• [Text segment]:
────────────────────────────────────────

By now we’ve all heard that Mitt Romney would cut government federal funding to PBS if he were elected President. While I admit I almost wanted to turn the channel when I heard this, I did reconsider and continued listening. The fact is, whether we re-elect President Obama or whether we elect Governor Romney next month, there will no-doubt be cuts in spending coming our way – controversial, difficult cuts that could hurt many in all sorts of foreseeable ways. This letter could be written about any one of thousands of possible beloved programs on the chopping block. But, this love letter is for my beloved PBS.
I write this letter as a parent of twin toddlers. Let me paint you a picture of our morning, as I’m guessing it’s a familiar one. Up at 7:30, I am greeted by smiles (usually) and four hands reaching up at me from cribs on opposite sides of the room (thank goodness they have not yet figured out how to climb out of them). There is often an eager “Mama, up?” and they happily tell me about their night, how they heard the “choo-choo” outside this morning, or how they want to turn the fan on and off 100 times. All is well with the world until they remember it is breakfast time. Then, in an instant, the meltdown(s) begin.
One cannot change two diapers, negotiate clothing options, gather all the blankies, Elmos, and assorted books (that we must have) and get two 20+ pound toddlers down the stairs fast enough.
And, then…one has to actually make breakfast. Meanwhile, my sweet little cherubs have turned into ravenous beasts who cannot wait one more second for their milk, bananas, and “wa-kuls.” My house sounds about like a lion’s den, until…click.
Thank goodness for that curious little monkey.
Two pacified brothers sitting side-by-side, blankies and Elmos in arms (one thumb in mouth), watching George on his latest adventure.
Milk poured. Bananas sliced. Waffles toasted.
Could I manage to make breakfast each day without PBS? Sure. I could probably turn on any number of cartoons and get a similar result. However, when I turn on PBS, I breathe a double sigh of relief – one for the cherished moment of peace in an always hectic morning and a second for the peace I feel knowing they are not just staring aimlessly at the screen, but that they are learning and spending quality time with their dear friends.

────────────────────────────────────────

• [Extracted data]:
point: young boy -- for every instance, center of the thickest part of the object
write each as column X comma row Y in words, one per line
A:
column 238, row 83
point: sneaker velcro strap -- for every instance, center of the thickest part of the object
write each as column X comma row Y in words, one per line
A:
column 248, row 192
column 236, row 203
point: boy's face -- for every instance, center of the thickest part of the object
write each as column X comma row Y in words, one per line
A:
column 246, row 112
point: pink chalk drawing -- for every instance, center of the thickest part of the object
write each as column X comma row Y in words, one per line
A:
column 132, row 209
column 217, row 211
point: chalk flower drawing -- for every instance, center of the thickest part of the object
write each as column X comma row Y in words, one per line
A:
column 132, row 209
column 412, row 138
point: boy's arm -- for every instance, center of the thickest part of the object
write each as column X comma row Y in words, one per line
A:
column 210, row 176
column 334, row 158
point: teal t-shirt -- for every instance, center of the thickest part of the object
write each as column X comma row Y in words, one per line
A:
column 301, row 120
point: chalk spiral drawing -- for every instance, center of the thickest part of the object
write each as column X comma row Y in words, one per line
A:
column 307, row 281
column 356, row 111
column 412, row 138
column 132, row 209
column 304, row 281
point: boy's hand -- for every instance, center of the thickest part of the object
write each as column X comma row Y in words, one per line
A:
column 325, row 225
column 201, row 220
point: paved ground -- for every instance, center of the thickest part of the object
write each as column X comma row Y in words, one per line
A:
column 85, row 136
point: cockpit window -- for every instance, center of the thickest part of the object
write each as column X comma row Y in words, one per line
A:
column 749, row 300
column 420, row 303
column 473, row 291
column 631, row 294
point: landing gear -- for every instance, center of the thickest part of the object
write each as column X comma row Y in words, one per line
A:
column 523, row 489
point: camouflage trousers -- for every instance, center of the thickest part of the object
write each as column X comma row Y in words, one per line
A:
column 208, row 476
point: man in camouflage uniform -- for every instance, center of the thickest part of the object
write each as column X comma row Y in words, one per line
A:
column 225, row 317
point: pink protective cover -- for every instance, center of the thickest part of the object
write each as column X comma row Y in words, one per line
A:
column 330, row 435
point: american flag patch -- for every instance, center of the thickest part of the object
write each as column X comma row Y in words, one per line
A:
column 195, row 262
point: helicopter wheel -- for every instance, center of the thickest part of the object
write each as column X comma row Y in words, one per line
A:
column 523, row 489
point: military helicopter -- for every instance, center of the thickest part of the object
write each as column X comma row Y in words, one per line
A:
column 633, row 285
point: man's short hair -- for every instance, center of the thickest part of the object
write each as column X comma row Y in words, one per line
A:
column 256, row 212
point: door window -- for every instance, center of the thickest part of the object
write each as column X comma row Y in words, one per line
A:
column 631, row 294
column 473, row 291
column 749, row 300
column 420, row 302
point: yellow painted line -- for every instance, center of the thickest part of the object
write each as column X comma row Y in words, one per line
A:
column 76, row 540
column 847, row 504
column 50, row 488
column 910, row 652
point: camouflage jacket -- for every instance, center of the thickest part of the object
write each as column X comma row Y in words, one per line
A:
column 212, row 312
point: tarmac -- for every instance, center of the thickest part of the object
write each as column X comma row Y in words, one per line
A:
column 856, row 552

────────────────────────────────────────

• [Problem to work on]:
Return the portion of the PBS letter above verbatim, starting with "One cannot change" and going on through "sliced. Waffles toasted.".

• [Solution to the exercise]:
One cannot change two diapers, negotiate clothing options, gather all the blankies, Elmos, and assorted books (that we must have) and get two 20+ pound toddlers down the stairs fast enough.
And, then…one has to actually make breakfast. Meanwhile, my sweet little cherubs have turned into ravenous beasts who cannot wait one more second for their milk, bananas, and “wa-kuls.” My house sounds about like a lion’s den, until…click.
Thank goodness for that curious little monkey.
Two pacified brothers sitting side-by-side, blankies and Elmos in arms (one thumb in mouth), watching George on his latest adventure.
Milk poured. Bananas sliced. Waffles toasted.